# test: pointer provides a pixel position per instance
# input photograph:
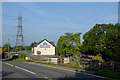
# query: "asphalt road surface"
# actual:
(15, 69)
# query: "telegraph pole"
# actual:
(8, 48)
(19, 39)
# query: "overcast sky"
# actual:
(50, 20)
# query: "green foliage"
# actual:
(69, 44)
(103, 39)
(30, 47)
(110, 74)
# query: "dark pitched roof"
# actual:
(52, 43)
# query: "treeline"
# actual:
(16, 48)
(102, 39)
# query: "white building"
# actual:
(44, 47)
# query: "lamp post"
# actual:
(39, 52)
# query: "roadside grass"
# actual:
(109, 74)
(97, 57)
(69, 66)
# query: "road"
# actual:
(15, 69)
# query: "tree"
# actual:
(92, 37)
(5, 47)
(69, 44)
(31, 45)
(110, 44)
(103, 39)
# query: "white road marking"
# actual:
(8, 64)
(47, 78)
(72, 71)
(25, 70)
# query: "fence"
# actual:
(49, 60)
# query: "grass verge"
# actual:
(109, 74)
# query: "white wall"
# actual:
(48, 51)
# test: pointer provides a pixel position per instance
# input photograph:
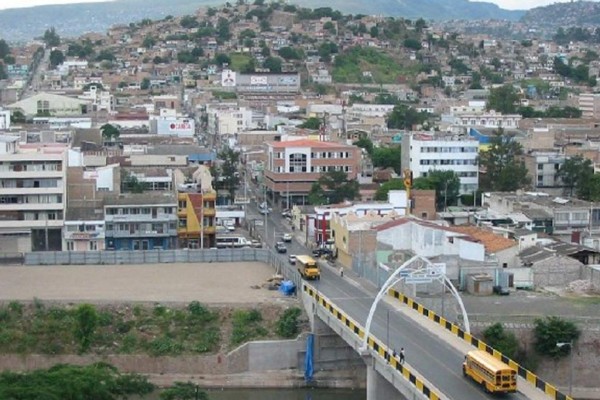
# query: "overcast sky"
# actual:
(509, 4)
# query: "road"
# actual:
(437, 362)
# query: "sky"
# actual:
(508, 4)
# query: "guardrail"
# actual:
(381, 350)
(472, 340)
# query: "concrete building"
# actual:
(51, 105)
(141, 221)
(4, 119)
(543, 167)
(293, 166)
(424, 152)
(196, 211)
(589, 104)
(32, 196)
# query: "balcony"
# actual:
(140, 234)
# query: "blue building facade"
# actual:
(141, 221)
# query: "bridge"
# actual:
(434, 347)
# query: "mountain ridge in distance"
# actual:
(72, 20)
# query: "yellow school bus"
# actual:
(491, 373)
(308, 267)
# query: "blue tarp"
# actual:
(287, 287)
(308, 360)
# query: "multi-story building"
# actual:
(589, 104)
(543, 168)
(196, 212)
(293, 166)
(32, 196)
(141, 221)
(424, 152)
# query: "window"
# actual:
(297, 162)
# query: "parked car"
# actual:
(501, 290)
(280, 247)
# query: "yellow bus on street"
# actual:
(308, 267)
(491, 373)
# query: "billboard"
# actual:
(228, 78)
(182, 127)
(258, 80)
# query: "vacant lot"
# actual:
(214, 283)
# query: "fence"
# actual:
(144, 256)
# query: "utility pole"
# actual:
(202, 223)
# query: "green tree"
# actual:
(56, 58)
(183, 391)
(384, 189)
(51, 38)
(222, 59)
(188, 22)
(4, 49)
(503, 99)
(552, 330)
(289, 53)
(576, 173)
(17, 117)
(311, 123)
(110, 132)
(86, 321)
(504, 169)
(333, 187)
(149, 42)
(501, 340)
(145, 84)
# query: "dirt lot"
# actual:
(214, 283)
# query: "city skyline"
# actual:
(507, 4)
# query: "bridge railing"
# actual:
(535, 380)
(379, 347)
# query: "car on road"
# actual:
(320, 252)
(501, 290)
(280, 247)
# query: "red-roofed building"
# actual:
(293, 166)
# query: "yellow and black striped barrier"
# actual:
(455, 329)
(379, 348)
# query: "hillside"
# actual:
(580, 14)
(75, 19)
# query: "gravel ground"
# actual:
(212, 283)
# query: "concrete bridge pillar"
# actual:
(378, 387)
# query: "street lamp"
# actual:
(560, 345)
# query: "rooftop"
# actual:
(309, 143)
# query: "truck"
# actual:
(308, 268)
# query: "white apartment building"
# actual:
(589, 104)
(4, 119)
(228, 119)
(425, 152)
(32, 196)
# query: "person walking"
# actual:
(402, 355)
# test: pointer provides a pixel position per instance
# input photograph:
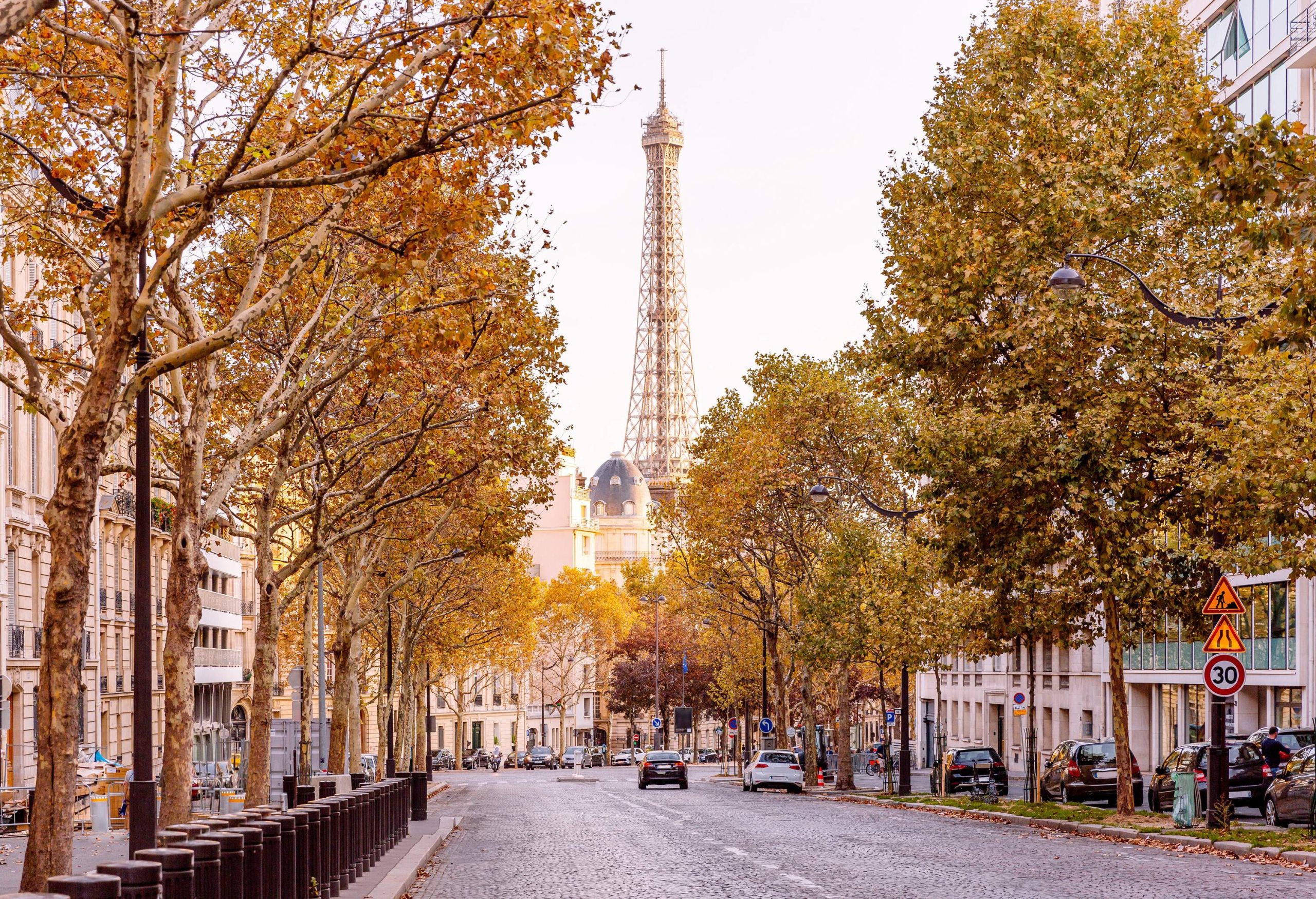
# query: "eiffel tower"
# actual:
(664, 415)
------
* Work item: Go through the listing above and retype each line exactly, apart from the pictures.

* Reply:
# test: pointer provides a pixel position per instance
# input photograph:
# query: "asphalt road surface"
# actual:
(15, 69)
# query: "telegraph pole"
# actual:
(8, 48)
(19, 39)
# query: "overcast sky"
# actual:
(50, 20)
# query: "green foliage"
# actual:
(69, 44)
(103, 39)
(30, 47)
(110, 74)
# query: "dark pitched roof"
# actual:
(52, 43)
# query: "treeline"
# actual:
(16, 48)
(102, 39)
# query: "white building"
# actual:
(44, 47)
# query: "lamp post"
# actual:
(39, 52)
# query: "roadside grass"
# actual:
(109, 74)
(97, 57)
(69, 66)
# query: "road"
# actual:
(15, 69)
# query: "tree"
# actual:
(92, 37)
(5, 47)
(69, 44)
(31, 45)
(110, 44)
(103, 39)
# query: "white road marking"
# actual:
(8, 64)
(47, 78)
(72, 71)
(25, 70)
# query: "fence"
# actual:
(49, 60)
# query: "grass verge"
# actual:
(109, 74)
# query: "white wall"
# actual:
(48, 51)
# test: pointer provides a pixel position per instance
# input photograph:
# query: "overcast sky"
# actual:
(509, 4)
# query: "road"
# actual:
(437, 362)
# query: "sky"
# actual:
(508, 4)
# query: "guardrail"
# actual:
(381, 350)
(472, 340)
# query: "concrete building"
# actual:
(51, 105)
(141, 221)
(4, 119)
(543, 167)
(293, 166)
(424, 152)
(196, 211)
(589, 104)
(32, 196)
# query: "balcony"
# actual:
(140, 234)
# query: "blue building facade"
# actual:
(141, 221)
# query: "bridge"
# actual:
(434, 347)
# query: "mountain ridge in distance"
# actual:
(72, 20)
# query: "yellow school bus"
# actual:
(491, 373)
(308, 267)
# query: "blue tarp"
# actual:
(287, 287)
(308, 360)
# query: "multi-story building"
# actual:
(589, 104)
(543, 168)
(196, 212)
(293, 166)
(32, 196)
(141, 221)
(424, 152)
# query: "window"
# actual:
(297, 162)
# query: "parked car"
# actual:
(501, 290)
(280, 247)
# query: "yellow bus on street"
# actual:
(308, 267)
(491, 373)
# query: "billboard"
# actual:
(228, 78)
(182, 127)
(258, 80)
# query: "vacant lot"
# actual:
(214, 283)
# query: "fence"
# actual:
(144, 256)
# query: "utility pole"
# actual:
(202, 223)
# query: "green tree"
# actual:
(56, 58)
(183, 391)
(384, 189)
(51, 38)
(222, 59)
(188, 22)
(4, 49)
(503, 99)
(552, 330)
(289, 53)
(576, 173)
(17, 117)
(311, 123)
(110, 132)
(86, 321)
(504, 169)
(333, 187)
(149, 42)
(501, 340)
(145, 84)
# query: "dirt lot"
# actual:
(214, 283)
# query: "city skyline"
# actual:
(507, 4)
# query: "bridge railing"
# actual:
(535, 380)
(379, 347)
# query: "car on road"
# actual:
(320, 252)
(501, 290)
(280, 247)
# query: "red-roofed building"
# actual:
(293, 166)
# query: "yellow and black striped barrier"
# actual:
(455, 329)
(379, 348)
# query: "hillside"
# actual:
(580, 14)
(75, 19)
# query: "gravel ground"
# actual:
(212, 283)
# query: "concrete bridge pillar"
# actual:
(378, 387)
# query: "street lamp"
# actual:
(560, 345)
# query: "rooftop"
# actual:
(309, 143)
# query: "truck"
# actual:
(308, 268)
# query: "white apartment building"
# actual:
(589, 104)
(4, 119)
(228, 119)
(425, 152)
(32, 196)
# query: "person walking"
# actual:
(402, 355)
# test: pointer provides a pixel position per instance
# input photograph:
# query: "eiffel tower"
# actual:
(664, 415)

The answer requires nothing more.